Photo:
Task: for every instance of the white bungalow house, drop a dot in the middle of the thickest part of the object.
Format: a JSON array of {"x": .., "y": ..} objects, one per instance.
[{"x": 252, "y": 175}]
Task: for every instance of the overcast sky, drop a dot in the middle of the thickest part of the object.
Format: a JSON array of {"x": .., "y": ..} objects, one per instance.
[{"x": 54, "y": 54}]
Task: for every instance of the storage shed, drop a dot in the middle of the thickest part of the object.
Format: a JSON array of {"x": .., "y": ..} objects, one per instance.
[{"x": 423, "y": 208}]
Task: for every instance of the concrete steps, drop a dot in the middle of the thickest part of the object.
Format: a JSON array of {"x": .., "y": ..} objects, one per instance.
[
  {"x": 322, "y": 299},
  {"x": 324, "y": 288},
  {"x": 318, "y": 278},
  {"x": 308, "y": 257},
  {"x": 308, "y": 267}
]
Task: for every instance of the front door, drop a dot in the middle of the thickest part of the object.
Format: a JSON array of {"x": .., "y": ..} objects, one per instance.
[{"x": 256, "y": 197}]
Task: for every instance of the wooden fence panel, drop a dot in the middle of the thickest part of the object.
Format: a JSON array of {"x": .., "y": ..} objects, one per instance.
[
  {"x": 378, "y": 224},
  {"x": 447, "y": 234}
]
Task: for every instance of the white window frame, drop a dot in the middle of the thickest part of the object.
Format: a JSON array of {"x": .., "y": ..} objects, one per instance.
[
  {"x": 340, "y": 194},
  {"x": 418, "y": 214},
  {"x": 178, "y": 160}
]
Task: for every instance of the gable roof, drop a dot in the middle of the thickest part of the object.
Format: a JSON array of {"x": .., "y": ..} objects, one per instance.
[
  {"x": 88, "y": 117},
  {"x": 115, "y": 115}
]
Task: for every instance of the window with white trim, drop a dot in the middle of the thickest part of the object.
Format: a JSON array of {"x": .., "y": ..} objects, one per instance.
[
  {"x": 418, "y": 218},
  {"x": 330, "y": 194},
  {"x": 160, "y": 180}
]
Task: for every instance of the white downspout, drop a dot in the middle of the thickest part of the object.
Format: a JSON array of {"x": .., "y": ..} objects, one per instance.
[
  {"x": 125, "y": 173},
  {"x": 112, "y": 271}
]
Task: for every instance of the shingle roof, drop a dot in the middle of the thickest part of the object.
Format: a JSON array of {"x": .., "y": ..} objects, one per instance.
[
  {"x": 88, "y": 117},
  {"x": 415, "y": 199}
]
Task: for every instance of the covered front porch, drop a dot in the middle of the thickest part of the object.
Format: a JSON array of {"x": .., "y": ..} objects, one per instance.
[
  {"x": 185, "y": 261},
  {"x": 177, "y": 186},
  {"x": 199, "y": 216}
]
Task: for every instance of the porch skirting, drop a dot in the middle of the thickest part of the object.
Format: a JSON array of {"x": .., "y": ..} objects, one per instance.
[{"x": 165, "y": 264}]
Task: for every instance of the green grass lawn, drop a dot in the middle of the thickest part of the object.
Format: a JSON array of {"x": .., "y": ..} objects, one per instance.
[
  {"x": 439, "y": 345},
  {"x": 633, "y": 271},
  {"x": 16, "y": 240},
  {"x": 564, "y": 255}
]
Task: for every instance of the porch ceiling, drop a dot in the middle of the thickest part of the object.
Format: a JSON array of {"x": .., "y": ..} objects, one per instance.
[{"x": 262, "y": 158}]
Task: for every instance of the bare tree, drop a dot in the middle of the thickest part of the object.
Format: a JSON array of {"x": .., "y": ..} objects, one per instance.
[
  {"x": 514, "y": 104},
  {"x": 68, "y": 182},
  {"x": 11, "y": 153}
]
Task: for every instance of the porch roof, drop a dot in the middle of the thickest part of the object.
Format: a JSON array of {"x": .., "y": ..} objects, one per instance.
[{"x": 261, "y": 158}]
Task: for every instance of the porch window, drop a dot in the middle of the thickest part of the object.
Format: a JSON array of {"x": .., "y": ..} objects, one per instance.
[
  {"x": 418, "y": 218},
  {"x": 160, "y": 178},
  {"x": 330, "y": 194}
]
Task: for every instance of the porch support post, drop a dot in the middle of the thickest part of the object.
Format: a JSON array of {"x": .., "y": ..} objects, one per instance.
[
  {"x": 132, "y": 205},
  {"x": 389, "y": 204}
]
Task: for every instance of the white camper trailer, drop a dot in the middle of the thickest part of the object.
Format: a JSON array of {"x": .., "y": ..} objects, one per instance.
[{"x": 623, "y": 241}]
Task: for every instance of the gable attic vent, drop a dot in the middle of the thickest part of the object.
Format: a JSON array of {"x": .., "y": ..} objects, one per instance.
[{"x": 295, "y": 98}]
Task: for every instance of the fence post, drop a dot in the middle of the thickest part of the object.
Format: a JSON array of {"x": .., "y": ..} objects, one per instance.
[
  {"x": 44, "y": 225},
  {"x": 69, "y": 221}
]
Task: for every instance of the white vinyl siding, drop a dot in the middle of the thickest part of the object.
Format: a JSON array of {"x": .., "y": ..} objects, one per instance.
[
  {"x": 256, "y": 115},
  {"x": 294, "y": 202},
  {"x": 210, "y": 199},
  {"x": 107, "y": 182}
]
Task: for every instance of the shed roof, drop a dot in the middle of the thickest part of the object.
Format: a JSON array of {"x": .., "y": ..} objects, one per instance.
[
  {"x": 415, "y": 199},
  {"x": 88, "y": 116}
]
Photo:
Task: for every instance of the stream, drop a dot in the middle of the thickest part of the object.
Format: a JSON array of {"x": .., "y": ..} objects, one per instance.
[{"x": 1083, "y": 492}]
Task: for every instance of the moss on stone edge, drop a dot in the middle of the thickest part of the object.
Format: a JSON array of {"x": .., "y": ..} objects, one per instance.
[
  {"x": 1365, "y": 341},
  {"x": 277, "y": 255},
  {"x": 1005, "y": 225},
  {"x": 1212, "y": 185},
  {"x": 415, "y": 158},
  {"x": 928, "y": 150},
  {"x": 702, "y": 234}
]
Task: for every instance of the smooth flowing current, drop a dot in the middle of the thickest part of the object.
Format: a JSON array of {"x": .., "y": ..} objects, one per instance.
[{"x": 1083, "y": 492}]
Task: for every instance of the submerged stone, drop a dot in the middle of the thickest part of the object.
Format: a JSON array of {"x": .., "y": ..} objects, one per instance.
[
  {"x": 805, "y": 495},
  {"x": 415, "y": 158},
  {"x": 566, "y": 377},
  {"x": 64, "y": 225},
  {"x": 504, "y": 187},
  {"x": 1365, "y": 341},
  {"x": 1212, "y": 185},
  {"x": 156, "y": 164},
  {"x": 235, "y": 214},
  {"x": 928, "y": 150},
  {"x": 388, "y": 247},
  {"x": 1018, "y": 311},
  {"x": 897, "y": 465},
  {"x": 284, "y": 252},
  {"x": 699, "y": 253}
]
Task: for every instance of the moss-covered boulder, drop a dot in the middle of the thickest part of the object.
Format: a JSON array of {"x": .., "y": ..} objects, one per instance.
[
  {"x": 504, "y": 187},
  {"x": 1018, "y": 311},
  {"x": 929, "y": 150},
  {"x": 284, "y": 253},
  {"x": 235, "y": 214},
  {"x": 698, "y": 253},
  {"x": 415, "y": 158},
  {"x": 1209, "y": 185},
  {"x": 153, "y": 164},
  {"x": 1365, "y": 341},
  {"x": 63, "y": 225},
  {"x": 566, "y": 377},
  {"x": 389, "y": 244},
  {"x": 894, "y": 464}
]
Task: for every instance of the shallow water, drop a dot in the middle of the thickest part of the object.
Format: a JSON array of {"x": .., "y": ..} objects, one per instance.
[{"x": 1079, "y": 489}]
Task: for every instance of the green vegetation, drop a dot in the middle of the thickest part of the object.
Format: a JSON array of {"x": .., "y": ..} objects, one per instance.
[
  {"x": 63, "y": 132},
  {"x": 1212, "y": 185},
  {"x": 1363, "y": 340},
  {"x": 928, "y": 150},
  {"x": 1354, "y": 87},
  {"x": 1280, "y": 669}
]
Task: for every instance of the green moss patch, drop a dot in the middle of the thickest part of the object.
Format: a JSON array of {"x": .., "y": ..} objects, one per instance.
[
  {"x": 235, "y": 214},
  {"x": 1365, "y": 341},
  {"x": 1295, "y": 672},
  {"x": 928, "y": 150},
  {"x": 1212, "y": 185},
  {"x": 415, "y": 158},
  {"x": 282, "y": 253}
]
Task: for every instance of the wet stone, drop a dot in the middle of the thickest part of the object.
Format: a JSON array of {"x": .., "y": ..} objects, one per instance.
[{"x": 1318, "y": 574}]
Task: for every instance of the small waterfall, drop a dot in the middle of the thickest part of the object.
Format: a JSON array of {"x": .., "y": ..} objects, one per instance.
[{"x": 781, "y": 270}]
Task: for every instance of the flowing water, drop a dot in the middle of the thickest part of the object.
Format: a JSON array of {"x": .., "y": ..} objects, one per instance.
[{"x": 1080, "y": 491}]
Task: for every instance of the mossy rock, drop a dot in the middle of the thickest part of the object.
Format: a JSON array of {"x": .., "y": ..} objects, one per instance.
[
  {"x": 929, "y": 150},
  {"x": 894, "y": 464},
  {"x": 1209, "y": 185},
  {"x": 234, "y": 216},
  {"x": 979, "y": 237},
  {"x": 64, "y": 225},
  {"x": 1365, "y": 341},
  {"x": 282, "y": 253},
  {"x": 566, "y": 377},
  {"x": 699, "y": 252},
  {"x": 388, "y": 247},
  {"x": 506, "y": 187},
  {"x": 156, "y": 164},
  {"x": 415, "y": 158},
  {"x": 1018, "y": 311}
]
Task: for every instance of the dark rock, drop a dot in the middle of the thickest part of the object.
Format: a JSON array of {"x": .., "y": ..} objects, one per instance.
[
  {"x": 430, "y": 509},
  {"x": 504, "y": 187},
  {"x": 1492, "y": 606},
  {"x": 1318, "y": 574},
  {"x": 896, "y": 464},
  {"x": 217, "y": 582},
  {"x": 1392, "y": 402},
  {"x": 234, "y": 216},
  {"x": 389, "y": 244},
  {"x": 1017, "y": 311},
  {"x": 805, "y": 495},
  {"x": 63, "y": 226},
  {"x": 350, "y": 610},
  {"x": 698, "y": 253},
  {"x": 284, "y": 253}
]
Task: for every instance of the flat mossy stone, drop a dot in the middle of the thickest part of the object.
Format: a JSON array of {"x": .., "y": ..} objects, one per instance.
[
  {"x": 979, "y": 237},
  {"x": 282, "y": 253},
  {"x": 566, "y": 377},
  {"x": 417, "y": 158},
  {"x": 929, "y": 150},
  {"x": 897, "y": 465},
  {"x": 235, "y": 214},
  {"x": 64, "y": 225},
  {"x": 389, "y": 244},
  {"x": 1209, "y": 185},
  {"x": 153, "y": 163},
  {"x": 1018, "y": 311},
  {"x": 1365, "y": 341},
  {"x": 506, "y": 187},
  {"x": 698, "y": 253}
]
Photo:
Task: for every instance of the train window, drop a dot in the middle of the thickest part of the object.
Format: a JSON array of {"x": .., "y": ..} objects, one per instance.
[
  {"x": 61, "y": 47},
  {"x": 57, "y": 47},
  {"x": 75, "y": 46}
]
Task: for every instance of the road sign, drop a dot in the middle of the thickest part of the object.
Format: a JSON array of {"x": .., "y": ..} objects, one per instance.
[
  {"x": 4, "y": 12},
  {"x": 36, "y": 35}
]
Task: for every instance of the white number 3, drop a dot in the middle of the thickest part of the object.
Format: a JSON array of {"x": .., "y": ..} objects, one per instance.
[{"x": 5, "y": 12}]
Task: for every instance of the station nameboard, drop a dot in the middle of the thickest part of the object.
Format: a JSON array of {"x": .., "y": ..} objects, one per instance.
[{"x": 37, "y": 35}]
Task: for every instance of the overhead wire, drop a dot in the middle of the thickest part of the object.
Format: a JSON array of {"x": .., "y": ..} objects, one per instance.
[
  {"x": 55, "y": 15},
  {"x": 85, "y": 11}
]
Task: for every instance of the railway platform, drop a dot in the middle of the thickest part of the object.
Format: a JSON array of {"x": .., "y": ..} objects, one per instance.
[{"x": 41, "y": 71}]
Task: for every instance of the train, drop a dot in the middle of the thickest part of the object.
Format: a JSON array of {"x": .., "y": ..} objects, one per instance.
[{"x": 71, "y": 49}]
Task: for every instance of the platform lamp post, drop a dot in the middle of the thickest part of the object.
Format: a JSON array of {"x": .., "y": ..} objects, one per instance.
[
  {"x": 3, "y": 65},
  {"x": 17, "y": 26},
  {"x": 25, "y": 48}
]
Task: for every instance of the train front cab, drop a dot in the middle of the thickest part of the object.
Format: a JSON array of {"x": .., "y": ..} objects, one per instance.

......

[Directions for this task]
Starting at the line that contains "Task: for every instance of the train front" and running through the end of the items, write those lines out again, swapping "thickest" for "widest" and leaving everything else as it is.

[Solution to this task]
Task: for every instance of the train front cab, drop a dot in the middle of the widest part of the object.
Format: a JSON array of {"x": .., "y": ..} objects, one per instance.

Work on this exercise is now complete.